** PROMPT **
Copy the entries word for word, from their first line through the line containing "<point>53,28</point>", including both of those lines. Leave the pictures out of your copy.
* START SOURCE DATA *
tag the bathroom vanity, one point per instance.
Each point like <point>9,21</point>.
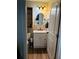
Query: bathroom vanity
<point>40,39</point>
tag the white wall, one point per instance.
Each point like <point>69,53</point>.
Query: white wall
<point>53,28</point>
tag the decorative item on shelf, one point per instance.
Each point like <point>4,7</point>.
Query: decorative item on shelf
<point>41,7</point>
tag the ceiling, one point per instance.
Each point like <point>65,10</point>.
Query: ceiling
<point>39,0</point>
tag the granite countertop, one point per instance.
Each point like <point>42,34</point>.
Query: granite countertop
<point>40,31</point>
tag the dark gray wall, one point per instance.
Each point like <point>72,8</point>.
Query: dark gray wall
<point>21,39</point>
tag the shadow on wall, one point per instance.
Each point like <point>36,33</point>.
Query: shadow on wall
<point>20,29</point>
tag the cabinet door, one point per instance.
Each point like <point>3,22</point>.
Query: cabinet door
<point>40,40</point>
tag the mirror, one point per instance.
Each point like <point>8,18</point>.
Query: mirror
<point>39,19</point>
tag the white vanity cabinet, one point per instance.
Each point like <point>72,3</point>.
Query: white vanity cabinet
<point>40,40</point>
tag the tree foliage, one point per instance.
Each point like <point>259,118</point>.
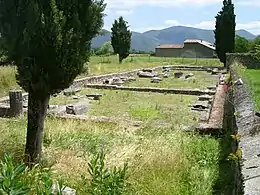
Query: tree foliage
<point>121,38</point>
<point>225,30</point>
<point>242,45</point>
<point>49,41</point>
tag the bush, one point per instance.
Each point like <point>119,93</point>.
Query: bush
<point>105,181</point>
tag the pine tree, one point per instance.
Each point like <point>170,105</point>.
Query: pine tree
<point>121,38</point>
<point>48,41</point>
<point>225,30</point>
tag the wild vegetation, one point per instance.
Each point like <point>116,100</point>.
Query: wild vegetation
<point>225,30</point>
<point>49,50</point>
<point>159,156</point>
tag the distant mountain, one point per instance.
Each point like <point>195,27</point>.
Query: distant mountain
<point>246,34</point>
<point>147,41</point>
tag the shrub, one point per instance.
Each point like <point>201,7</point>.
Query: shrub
<point>105,181</point>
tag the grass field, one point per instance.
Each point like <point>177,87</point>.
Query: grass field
<point>252,79</point>
<point>163,159</point>
<point>103,65</point>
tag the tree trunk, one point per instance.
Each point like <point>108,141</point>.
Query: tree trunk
<point>120,59</point>
<point>37,109</point>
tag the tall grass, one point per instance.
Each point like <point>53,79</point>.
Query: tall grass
<point>162,158</point>
<point>252,79</point>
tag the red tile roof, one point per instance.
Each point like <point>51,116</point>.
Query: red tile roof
<point>168,46</point>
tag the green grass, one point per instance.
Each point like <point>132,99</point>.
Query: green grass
<point>252,79</point>
<point>162,158</point>
<point>104,65</point>
<point>170,163</point>
<point>200,80</point>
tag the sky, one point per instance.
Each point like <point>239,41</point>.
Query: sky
<point>144,15</point>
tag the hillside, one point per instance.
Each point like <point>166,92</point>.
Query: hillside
<point>147,41</point>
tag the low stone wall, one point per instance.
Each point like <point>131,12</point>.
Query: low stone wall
<point>5,110</point>
<point>246,126</point>
<point>247,59</point>
<point>99,79</point>
<point>153,89</point>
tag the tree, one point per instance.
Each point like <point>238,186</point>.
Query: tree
<point>254,44</point>
<point>242,45</point>
<point>121,38</point>
<point>225,30</point>
<point>49,41</point>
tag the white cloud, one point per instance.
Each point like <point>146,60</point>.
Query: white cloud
<point>252,26</point>
<point>124,12</point>
<point>202,25</point>
<point>129,4</point>
<point>248,3</point>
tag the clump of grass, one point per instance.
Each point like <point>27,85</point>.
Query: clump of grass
<point>252,79</point>
<point>171,162</point>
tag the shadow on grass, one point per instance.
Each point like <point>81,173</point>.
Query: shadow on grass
<point>229,181</point>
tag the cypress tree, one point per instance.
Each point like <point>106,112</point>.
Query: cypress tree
<point>121,38</point>
<point>225,30</point>
<point>48,41</point>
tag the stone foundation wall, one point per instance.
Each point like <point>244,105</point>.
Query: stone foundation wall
<point>98,79</point>
<point>247,59</point>
<point>5,105</point>
<point>153,89</point>
<point>246,126</point>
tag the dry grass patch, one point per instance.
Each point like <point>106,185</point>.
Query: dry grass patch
<point>171,162</point>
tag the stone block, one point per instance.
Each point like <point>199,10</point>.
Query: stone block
<point>71,91</point>
<point>205,98</point>
<point>189,75</point>
<point>178,74</point>
<point>94,96</point>
<point>156,80</point>
<point>143,74</point>
<point>165,76</point>
<point>79,108</point>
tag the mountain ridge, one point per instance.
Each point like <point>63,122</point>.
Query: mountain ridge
<point>147,41</point>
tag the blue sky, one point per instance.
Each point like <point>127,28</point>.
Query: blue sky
<point>144,15</point>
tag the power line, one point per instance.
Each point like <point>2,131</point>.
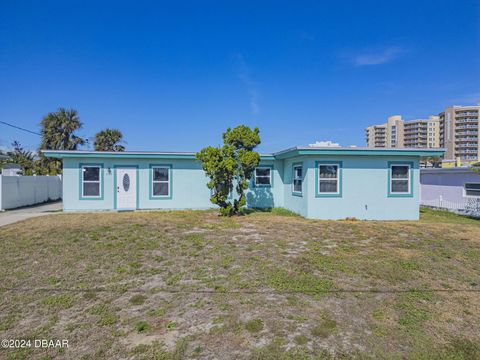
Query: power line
<point>20,128</point>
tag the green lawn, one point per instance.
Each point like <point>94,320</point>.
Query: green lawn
<point>172,285</point>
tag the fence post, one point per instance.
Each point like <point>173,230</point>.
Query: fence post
<point>1,191</point>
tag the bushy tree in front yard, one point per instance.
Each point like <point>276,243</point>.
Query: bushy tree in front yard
<point>231,165</point>
<point>108,140</point>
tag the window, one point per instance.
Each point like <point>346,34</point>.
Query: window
<point>400,179</point>
<point>297,179</point>
<point>91,178</point>
<point>263,176</point>
<point>160,181</point>
<point>328,178</point>
<point>472,189</point>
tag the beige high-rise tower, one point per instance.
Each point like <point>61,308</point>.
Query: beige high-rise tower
<point>459,132</point>
<point>397,133</point>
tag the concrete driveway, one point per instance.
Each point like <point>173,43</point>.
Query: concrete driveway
<point>12,216</point>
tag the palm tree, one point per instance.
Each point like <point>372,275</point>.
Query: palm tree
<point>108,140</point>
<point>58,133</point>
<point>58,130</point>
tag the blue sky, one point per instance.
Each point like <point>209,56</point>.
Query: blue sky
<point>174,75</point>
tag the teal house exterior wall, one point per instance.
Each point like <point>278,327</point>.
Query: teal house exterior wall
<point>364,181</point>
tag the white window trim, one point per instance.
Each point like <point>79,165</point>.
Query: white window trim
<point>269,176</point>
<point>99,182</point>
<point>327,179</point>
<point>408,178</point>
<point>295,178</point>
<point>465,191</point>
<point>160,181</point>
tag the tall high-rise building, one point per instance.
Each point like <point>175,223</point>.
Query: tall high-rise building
<point>459,132</point>
<point>397,133</point>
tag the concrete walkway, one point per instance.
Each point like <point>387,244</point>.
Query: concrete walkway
<point>12,216</point>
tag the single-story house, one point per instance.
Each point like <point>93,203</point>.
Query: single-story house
<point>451,185</point>
<point>317,183</point>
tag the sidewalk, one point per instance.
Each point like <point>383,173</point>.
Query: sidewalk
<point>12,216</point>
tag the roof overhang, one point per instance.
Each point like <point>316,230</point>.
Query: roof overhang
<point>296,151</point>
<point>299,151</point>
<point>65,154</point>
<point>444,171</point>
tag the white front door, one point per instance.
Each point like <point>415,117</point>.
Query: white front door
<point>126,188</point>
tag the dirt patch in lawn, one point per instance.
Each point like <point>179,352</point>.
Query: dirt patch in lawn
<point>195,285</point>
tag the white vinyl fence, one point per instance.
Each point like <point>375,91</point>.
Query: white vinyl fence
<point>467,206</point>
<point>18,191</point>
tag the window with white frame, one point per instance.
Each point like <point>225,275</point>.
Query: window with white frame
<point>297,178</point>
<point>400,179</point>
<point>263,176</point>
<point>328,178</point>
<point>472,189</point>
<point>161,181</point>
<point>91,181</point>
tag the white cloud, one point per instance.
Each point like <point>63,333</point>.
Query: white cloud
<point>377,56</point>
<point>243,73</point>
<point>326,143</point>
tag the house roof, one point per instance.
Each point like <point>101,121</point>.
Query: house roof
<point>11,166</point>
<point>444,171</point>
<point>294,151</point>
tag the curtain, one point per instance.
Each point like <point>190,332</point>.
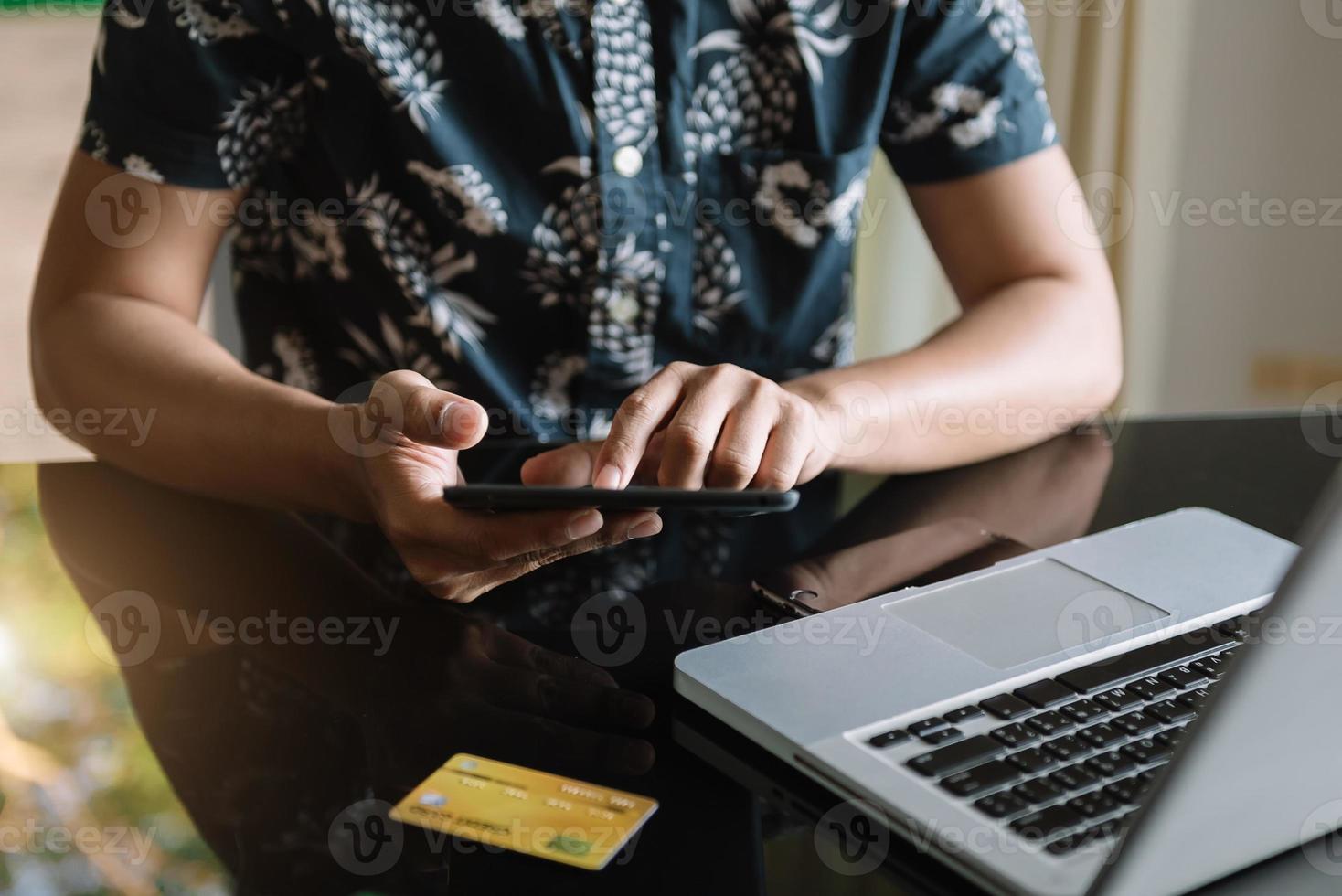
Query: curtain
<point>1117,82</point>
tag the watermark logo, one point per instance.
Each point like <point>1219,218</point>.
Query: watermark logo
<point>1321,420</point>
<point>611,628</point>
<point>366,417</point>
<point>364,840</point>
<point>32,838</point>
<point>1326,856</point>
<point>123,211</point>
<point>1102,206</point>
<point>849,840</point>
<point>1325,16</point>
<point>1094,620</point>
<point>863,417</point>
<point>123,628</point>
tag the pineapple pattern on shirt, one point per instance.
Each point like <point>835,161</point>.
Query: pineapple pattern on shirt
<point>469,153</point>
<point>749,95</point>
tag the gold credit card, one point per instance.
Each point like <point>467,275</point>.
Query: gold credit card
<point>525,810</point>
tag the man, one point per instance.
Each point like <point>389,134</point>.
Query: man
<point>628,223</point>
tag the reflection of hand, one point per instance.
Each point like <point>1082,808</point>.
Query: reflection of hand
<point>691,427</point>
<point>461,554</point>
<point>478,688</point>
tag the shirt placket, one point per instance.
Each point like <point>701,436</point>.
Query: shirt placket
<point>631,269</point>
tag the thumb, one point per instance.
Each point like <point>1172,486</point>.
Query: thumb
<point>426,413</point>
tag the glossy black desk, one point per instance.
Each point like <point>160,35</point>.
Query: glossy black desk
<point>283,752</point>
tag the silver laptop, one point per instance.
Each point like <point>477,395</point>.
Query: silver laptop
<point>1132,712</point>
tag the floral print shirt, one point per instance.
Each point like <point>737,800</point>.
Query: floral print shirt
<point>537,203</point>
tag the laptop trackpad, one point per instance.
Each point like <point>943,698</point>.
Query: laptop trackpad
<point>1026,613</point>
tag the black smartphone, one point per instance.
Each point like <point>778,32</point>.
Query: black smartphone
<point>705,500</point>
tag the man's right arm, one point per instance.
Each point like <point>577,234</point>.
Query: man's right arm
<point>114,335</point>
<point>114,330</point>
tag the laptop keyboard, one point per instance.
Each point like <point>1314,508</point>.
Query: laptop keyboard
<point>1074,754</point>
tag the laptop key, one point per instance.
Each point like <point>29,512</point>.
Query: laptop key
<point>1084,709</point>
<point>1183,677</point>
<point>1169,712</point>
<point>1047,823</point>
<point>980,778</point>
<point>1092,804</point>
<point>1015,735</point>
<point>955,757</point>
<point>1212,667</point>
<point>1170,738</point>
<point>928,724</point>
<point>1127,790</point>
<point>1118,699</point>
<point>1146,752</point>
<point>1006,706</point>
<point>955,717</point>
<point>1098,677</point>
<point>889,738</point>
<point>1066,747</point>
<point>1032,761</point>
<point>1000,805</point>
<point>1044,694</point>
<point>1134,723</point>
<point>1103,735</point>
<point>941,735</point>
<point>1112,764</point>
<point>1049,723</point>
<point>1077,777</point>
<point>1150,688</point>
<point>1038,790</point>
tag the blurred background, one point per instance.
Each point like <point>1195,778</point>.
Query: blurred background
<point>1207,137</point>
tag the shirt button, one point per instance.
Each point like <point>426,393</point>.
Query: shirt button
<point>624,310</point>
<point>628,161</point>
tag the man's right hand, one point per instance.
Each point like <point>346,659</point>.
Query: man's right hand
<point>453,553</point>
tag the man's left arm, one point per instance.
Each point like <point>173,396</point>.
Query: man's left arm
<point>1037,352</point>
* END SOURCE DATA *
** FINISHED TASK **
tag the bathroom vanity, one point per instance.
Each point like <point>9,21</point>.
Query: bathroom vanity
<point>40,39</point>
tag the white wall, one point per instance.
Each point like <point>69,53</point>.
Query: white wall
<point>53,28</point>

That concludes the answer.